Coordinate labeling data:

————————

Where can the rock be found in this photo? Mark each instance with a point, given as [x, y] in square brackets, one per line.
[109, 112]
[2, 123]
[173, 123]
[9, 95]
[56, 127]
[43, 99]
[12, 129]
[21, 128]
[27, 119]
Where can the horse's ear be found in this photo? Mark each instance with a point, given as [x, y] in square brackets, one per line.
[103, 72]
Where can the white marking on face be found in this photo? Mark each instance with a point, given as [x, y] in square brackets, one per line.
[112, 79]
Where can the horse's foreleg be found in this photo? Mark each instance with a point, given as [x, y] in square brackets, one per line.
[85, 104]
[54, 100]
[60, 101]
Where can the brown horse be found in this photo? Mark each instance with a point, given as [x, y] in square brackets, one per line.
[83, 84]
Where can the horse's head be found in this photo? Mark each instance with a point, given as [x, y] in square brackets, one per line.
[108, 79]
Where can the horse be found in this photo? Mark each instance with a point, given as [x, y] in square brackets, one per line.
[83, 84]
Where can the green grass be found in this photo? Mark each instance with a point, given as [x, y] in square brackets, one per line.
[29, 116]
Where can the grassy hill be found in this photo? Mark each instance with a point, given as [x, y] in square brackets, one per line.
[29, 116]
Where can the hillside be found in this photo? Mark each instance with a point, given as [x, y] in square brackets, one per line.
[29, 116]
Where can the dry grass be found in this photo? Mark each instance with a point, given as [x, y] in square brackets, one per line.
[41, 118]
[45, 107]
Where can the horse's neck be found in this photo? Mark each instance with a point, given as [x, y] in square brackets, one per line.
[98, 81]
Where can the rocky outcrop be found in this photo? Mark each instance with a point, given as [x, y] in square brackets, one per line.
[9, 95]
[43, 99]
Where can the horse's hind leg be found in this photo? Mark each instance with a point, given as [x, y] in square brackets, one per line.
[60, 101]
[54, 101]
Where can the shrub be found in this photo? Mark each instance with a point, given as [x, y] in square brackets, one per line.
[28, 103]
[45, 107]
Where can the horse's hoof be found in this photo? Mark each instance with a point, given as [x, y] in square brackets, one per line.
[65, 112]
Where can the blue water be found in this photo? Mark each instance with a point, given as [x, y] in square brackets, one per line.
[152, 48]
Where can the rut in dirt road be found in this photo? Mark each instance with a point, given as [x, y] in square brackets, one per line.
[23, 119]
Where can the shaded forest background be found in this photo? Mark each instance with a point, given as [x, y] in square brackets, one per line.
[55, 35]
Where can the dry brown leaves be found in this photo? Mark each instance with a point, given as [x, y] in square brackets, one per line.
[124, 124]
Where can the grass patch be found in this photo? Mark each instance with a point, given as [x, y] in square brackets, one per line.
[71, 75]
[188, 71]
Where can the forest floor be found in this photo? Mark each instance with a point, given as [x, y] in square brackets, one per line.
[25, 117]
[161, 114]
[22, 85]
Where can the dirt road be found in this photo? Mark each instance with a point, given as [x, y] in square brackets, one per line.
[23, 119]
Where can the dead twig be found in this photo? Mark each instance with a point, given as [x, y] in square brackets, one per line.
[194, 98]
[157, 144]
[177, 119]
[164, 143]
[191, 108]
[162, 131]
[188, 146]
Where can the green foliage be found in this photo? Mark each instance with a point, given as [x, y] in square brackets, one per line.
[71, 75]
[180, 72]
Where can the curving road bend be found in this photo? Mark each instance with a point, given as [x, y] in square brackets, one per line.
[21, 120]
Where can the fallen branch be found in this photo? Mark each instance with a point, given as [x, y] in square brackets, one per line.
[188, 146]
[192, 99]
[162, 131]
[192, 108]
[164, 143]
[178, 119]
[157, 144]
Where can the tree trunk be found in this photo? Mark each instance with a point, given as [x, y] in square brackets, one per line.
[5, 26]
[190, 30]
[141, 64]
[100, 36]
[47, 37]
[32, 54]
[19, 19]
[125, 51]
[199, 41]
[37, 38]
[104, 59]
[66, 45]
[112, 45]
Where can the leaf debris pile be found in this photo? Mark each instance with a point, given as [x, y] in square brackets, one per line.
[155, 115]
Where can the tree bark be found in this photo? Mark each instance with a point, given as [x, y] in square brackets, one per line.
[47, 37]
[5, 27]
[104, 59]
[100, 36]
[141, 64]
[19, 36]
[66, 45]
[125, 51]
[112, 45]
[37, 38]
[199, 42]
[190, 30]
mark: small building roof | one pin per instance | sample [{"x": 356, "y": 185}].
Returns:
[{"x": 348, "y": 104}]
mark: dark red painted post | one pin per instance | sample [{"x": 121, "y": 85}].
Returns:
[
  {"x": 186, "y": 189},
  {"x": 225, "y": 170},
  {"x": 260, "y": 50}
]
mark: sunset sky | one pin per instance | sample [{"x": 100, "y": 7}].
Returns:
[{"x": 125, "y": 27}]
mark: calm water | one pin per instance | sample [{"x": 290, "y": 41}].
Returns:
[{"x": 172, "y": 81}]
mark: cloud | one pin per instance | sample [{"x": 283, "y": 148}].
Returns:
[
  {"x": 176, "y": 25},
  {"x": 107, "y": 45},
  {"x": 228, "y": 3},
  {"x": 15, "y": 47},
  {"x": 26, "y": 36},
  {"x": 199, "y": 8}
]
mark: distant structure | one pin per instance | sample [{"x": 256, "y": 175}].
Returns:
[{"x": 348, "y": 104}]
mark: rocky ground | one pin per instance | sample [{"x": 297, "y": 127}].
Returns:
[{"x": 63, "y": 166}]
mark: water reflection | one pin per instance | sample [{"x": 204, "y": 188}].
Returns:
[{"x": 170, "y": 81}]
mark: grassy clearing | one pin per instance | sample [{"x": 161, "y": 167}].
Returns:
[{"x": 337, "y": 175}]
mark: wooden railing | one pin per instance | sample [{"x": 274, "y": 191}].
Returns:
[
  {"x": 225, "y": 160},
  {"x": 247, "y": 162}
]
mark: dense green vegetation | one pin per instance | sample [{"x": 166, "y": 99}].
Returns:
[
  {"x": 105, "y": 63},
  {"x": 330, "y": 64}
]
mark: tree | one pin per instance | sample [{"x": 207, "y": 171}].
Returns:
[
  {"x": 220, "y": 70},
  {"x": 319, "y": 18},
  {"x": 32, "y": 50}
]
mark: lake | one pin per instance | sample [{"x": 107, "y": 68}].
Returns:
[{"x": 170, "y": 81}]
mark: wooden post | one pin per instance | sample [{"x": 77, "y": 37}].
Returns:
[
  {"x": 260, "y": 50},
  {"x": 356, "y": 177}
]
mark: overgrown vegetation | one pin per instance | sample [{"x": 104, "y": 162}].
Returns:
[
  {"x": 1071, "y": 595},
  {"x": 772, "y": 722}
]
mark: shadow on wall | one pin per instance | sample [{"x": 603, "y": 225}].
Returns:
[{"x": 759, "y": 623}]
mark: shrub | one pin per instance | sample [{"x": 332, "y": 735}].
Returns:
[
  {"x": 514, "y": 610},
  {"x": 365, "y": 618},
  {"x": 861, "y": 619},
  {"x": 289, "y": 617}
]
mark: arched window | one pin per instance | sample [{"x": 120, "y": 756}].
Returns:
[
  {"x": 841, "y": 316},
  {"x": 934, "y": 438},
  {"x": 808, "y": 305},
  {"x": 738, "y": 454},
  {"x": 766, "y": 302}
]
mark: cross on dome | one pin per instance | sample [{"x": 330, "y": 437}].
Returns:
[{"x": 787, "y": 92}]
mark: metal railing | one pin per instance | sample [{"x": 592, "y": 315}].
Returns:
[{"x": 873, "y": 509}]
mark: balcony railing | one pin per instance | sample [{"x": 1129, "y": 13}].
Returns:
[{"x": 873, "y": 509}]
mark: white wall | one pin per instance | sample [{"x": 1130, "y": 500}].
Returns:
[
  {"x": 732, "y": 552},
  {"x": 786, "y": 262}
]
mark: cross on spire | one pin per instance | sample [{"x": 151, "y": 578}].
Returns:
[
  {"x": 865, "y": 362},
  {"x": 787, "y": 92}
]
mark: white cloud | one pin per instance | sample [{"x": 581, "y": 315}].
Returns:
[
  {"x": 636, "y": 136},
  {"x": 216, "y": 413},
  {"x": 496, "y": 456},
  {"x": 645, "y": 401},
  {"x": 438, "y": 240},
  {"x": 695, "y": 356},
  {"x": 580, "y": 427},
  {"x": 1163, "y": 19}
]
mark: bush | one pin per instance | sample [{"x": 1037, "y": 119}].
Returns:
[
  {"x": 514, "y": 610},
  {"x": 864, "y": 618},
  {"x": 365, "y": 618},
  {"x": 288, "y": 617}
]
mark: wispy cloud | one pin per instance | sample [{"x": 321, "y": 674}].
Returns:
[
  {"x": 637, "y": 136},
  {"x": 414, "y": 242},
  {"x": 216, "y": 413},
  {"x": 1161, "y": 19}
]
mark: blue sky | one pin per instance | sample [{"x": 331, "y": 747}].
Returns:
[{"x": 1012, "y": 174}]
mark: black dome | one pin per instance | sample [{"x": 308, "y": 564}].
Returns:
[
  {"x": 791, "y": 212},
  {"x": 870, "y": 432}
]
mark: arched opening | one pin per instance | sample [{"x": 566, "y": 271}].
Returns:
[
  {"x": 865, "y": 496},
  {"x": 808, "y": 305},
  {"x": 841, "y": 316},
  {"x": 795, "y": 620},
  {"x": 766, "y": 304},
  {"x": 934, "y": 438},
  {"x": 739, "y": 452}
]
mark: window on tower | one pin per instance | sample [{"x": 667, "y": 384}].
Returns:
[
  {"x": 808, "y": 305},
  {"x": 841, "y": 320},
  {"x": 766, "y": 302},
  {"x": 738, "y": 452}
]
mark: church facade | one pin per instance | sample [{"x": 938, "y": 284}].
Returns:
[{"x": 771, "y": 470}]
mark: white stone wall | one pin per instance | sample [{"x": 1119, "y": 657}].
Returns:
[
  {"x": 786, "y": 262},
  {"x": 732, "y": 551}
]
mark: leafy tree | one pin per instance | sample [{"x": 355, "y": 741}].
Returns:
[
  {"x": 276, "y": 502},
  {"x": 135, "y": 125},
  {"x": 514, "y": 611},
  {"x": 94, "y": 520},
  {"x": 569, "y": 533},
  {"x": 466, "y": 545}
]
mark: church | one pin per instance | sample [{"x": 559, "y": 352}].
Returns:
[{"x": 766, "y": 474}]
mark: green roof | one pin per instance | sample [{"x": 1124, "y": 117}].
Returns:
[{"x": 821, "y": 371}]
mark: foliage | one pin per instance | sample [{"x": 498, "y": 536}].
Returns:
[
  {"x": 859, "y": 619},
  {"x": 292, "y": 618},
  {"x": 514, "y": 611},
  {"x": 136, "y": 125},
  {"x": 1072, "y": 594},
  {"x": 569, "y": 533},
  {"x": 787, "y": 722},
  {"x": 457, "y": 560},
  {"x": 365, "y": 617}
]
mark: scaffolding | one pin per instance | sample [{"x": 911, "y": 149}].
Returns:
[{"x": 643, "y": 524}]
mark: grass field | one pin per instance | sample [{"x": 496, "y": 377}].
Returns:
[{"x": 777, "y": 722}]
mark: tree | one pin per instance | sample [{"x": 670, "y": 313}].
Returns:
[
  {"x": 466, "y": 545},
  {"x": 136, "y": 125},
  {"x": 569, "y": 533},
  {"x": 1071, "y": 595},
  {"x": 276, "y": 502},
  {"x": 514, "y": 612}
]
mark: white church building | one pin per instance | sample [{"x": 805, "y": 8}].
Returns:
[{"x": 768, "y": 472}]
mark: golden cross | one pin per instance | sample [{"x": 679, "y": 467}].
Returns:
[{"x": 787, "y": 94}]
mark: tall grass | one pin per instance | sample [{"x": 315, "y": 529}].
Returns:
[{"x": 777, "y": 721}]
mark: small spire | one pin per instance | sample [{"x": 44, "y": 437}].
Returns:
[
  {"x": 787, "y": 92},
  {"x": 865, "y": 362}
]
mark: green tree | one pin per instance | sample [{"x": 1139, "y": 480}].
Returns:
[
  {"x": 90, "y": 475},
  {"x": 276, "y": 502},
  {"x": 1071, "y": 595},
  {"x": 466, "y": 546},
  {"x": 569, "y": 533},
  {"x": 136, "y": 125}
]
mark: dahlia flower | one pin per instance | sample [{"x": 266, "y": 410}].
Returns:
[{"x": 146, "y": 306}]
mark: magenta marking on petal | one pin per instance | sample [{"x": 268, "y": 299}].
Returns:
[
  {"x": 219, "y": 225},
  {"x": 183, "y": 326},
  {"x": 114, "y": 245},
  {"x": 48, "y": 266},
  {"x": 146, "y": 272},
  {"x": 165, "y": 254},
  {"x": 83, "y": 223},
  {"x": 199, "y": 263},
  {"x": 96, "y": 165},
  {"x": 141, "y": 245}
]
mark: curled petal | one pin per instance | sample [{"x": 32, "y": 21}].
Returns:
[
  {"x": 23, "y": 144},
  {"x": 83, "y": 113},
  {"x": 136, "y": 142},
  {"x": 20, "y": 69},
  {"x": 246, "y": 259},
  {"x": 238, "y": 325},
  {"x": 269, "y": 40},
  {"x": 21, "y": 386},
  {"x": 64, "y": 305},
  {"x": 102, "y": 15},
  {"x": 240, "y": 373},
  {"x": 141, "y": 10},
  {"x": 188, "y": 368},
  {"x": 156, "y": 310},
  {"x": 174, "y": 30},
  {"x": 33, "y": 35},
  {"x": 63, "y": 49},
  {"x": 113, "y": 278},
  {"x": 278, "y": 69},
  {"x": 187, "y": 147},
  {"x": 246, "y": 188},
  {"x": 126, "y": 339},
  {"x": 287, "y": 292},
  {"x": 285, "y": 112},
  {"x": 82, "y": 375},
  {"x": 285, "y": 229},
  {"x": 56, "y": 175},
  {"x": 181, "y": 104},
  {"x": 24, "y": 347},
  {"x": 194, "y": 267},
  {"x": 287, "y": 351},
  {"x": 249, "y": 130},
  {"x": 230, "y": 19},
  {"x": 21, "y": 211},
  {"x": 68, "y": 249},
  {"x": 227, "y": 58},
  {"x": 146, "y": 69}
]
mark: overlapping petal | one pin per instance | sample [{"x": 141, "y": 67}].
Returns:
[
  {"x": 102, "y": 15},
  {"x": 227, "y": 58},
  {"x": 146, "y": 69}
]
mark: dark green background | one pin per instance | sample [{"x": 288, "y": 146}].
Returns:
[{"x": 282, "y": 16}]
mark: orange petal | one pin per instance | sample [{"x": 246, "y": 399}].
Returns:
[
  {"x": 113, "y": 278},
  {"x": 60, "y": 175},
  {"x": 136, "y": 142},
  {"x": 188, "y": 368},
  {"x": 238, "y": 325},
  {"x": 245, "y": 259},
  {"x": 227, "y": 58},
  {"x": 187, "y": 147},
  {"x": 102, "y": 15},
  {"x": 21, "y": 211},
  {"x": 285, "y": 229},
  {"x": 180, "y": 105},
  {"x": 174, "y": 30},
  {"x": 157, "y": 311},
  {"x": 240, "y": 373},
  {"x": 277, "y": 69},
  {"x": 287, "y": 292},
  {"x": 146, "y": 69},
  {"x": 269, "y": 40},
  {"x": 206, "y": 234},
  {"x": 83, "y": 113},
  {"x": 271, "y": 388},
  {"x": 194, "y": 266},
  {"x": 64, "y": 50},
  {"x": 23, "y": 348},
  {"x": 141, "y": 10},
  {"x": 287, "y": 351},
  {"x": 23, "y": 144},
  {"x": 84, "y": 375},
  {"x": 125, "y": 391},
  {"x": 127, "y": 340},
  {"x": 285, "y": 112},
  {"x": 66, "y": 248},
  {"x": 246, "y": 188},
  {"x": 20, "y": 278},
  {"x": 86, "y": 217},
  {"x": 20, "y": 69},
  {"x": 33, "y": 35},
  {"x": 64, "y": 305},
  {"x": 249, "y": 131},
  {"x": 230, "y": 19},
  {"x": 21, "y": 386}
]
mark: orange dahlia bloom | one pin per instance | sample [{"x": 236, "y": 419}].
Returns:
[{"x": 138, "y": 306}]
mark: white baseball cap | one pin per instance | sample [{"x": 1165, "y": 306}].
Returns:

————————

From the line that contains "mark: orange petal" down to the last line of the listing above, repeat each line exactly, and include nothing else.

mark: orange petal | one pin per instance | sample [{"x": 246, "y": 399}].
Returns:
[
  {"x": 113, "y": 278},
  {"x": 60, "y": 175},
  {"x": 136, "y": 142},
  {"x": 188, "y": 368},
  {"x": 238, "y": 325},
  {"x": 245, "y": 259},
  {"x": 227, "y": 58},
  {"x": 187, "y": 147},
  {"x": 102, "y": 15},
  {"x": 21, "y": 211},
  {"x": 285, "y": 229},
  {"x": 180, "y": 105},
  {"x": 174, "y": 30},
  {"x": 157, "y": 311},
  {"x": 240, "y": 373},
  {"x": 277, "y": 69},
  {"x": 287, "y": 292},
  {"x": 146, "y": 69},
  {"x": 269, "y": 40},
  {"x": 206, "y": 234},
  {"x": 83, "y": 113},
  {"x": 271, "y": 388},
  {"x": 194, "y": 266},
  {"x": 64, "y": 50},
  {"x": 23, "y": 348},
  {"x": 141, "y": 10},
  {"x": 287, "y": 351},
  {"x": 23, "y": 144},
  {"x": 84, "y": 375},
  {"x": 125, "y": 391},
  {"x": 127, "y": 340},
  {"x": 285, "y": 112},
  {"x": 66, "y": 248},
  {"x": 246, "y": 188},
  {"x": 20, "y": 278},
  {"x": 86, "y": 217},
  {"x": 20, "y": 69},
  {"x": 33, "y": 35},
  {"x": 64, "y": 305},
  {"x": 249, "y": 131},
  {"x": 230, "y": 19},
  {"x": 21, "y": 386}
]
mark: orange dahlia bloom | one pin per instance | sample [{"x": 236, "y": 419}].
Returns:
[{"x": 138, "y": 306}]
mark: white baseball cap | one pin per instance | sample [{"x": 1165, "y": 306}].
Returns:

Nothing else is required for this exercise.